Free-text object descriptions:
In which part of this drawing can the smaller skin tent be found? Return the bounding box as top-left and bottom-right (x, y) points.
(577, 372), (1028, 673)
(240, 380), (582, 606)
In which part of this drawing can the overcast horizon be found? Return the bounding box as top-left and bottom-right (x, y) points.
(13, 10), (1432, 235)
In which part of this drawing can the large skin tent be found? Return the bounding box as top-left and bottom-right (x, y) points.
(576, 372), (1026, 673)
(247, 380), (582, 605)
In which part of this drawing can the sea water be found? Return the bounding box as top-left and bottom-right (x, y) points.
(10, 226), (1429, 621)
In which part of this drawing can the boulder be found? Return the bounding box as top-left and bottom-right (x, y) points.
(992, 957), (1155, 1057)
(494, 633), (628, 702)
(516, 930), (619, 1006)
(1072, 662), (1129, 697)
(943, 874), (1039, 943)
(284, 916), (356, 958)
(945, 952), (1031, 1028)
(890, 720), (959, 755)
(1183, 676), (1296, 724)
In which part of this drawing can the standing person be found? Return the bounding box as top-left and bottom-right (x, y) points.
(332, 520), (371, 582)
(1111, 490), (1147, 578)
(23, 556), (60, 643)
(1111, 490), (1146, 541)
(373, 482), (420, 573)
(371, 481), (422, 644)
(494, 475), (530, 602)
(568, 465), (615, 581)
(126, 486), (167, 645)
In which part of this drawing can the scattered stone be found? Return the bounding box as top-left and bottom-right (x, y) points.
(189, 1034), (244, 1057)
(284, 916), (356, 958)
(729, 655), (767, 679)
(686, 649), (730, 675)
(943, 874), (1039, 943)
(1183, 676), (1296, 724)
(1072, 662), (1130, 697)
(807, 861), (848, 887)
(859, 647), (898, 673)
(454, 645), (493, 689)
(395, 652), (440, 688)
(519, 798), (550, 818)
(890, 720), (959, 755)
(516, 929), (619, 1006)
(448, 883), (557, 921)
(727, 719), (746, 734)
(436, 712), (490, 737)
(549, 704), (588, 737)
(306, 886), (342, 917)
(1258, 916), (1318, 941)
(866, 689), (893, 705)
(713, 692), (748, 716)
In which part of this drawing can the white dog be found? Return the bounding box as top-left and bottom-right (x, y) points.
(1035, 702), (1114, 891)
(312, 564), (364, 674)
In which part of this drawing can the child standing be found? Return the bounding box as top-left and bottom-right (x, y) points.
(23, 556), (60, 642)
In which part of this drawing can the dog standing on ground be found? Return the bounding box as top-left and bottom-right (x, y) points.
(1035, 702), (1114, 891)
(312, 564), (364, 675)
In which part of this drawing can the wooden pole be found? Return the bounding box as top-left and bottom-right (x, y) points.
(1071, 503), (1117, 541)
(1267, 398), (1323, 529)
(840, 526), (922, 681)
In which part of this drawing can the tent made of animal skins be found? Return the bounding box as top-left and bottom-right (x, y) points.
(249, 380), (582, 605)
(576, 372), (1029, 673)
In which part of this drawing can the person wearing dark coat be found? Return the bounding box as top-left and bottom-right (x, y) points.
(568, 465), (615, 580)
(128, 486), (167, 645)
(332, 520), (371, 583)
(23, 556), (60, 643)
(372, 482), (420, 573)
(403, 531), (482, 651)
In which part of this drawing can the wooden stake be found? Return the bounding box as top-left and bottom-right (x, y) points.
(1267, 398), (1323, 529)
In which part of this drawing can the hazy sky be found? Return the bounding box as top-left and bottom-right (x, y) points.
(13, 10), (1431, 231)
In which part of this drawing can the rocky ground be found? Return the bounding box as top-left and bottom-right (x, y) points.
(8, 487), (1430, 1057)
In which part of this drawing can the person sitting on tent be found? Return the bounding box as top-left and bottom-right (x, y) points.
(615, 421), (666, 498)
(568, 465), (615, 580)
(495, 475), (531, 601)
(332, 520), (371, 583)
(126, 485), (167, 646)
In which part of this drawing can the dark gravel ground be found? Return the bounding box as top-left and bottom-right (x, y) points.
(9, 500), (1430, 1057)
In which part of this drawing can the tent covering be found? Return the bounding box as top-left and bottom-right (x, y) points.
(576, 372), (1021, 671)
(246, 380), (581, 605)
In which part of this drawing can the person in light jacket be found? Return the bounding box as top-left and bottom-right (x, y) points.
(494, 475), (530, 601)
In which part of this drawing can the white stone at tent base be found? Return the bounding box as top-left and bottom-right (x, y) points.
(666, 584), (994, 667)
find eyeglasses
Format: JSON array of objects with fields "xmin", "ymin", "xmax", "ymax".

WORK REQUEST: Exactly as written, give the records again.

EXERCISE RESPONSE:
In which part of this drawing can the smaller skin tent be found? Return the bounding box as top-left and bottom-right (x, y) points.
(577, 372), (1028, 673)
(240, 380), (582, 606)
In which part of this drawing can the overcast horizon be found? Return the bounding box as top-left and bottom-right (x, y) points.
(13, 10), (1432, 235)
In which part of this drawing can the large skin tent be found? Return the bounding box as top-left and bottom-right (x, y) points.
(576, 372), (1026, 673)
(247, 380), (582, 605)
In which part of this drawing can the sea water be found? Return the bounding box as top-left and bottom-right (x, y) points.
(10, 226), (1429, 621)
In which part of this drawing can the boulder be found? Return the bounding box as top-left and bottom-right (x, y) points.
(992, 957), (1155, 1057)
(494, 633), (628, 702)
(516, 930), (619, 1006)
(1072, 662), (1129, 697)
(943, 874), (1039, 943)
(284, 916), (356, 958)
(945, 952), (1031, 1028)
(890, 720), (959, 755)
(1183, 676), (1296, 724)
In which part of this drawing can the standing person be found? Return the bounding box as top-left and bottom-right (x, y) points.
(332, 520), (371, 582)
(1111, 490), (1147, 578)
(23, 556), (60, 643)
(1111, 490), (1146, 541)
(373, 482), (420, 573)
(371, 481), (422, 644)
(494, 475), (530, 602)
(568, 465), (615, 581)
(126, 486), (167, 645)
In which part of this drawing can the scattered stone be found? Return the bounding box as top-left and bottom-right (x, y) points.
(189, 1034), (244, 1057)
(284, 916), (356, 958)
(729, 655), (767, 679)
(686, 649), (730, 675)
(943, 874), (1039, 943)
(1183, 676), (1296, 724)
(1072, 662), (1130, 697)
(807, 861), (848, 887)
(859, 647), (898, 673)
(454, 645), (493, 689)
(395, 652), (440, 688)
(519, 798), (550, 818)
(890, 720), (959, 755)
(516, 929), (619, 1006)
(448, 883), (557, 921)
(727, 719), (746, 734)
(436, 712), (490, 737)
(549, 704), (588, 737)
(306, 886), (342, 917)
(1258, 916), (1318, 941)
(866, 689), (893, 705)
(713, 692), (748, 716)
In which part of this drawing can the white dog be found? Return the bounding box as top-left and bottom-right (x, y) points.
(1035, 702), (1114, 891)
(312, 564), (364, 674)
In which part of this drawing can the child standing be found? Return the bounding box as top-left and bottom-right (x, y) points.
(23, 556), (60, 642)
In which part of this drawing can the dog standing on ground be found? Return the bounding box as top-left and bottom-right (x, y) points.
(1035, 702), (1114, 891)
(312, 564), (364, 675)
In which part of this drawing can the wooden pole be found? Return the bounding box as top-left and bottom-right (x, y) points.
(1071, 503), (1117, 541)
(1267, 398), (1323, 529)
(840, 526), (922, 681)
In which part of this drawing can the tent made of animal skins be found? Return the bounding box as top-left and bottom-right (x, y) points.
(249, 380), (582, 605)
(576, 372), (1029, 673)
In which part of this drawing can the person wearing dark coat be found? Return the bounding box as top-left and bottom-right (x, y) points.
(568, 465), (615, 580)
(128, 486), (167, 645)
(332, 520), (371, 583)
(23, 556), (60, 643)
(372, 482), (420, 573)
(403, 531), (482, 651)
In which part of this drawing can the wooden stake be found? Return the bounding box as top-left and bottom-right (x, y) points.
(1267, 398), (1323, 529)
In which part of this drawing can the hazy sky be found? Return the bounding box as top-left and bottom-right (x, y) points.
(13, 10), (1431, 231)
In which part of this drawing can the rocky ground be found? Return the bounding box as top-left and bottom-right (x, y) points.
(8, 487), (1430, 1057)
In which part of this drawing can the person sitting on tent be found? Return the bounding box as top-left and bottom-right (x, y) points.
(615, 421), (666, 498)
(568, 465), (615, 580)
(495, 475), (531, 601)
(332, 520), (371, 583)
(126, 485), (167, 646)
In which part of this drawing can the dark gravel ground be found? Return the bounding box as top-left and bottom-right (x, y) points.
(9, 500), (1430, 1057)
In which part of this drawing can the tent covering be found? Return the bounding box as top-left and bottom-right (x, y) points.
(576, 372), (1021, 671)
(246, 380), (581, 605)
In which part of this drawing can the person in light jacket be found? Return the bounding box as top-left and bottom-right (x, y) points.
(494, 475), (530, 601)
In which part of this drawing can the white stone at tent base be found? Return the bounding box as top-left and bottom-right (x, y) points.
(666, 584), (994, 667)
find eyeglasses
Format: JSON array of objects with fields "xmin", "ymin", "xmax", "ymax".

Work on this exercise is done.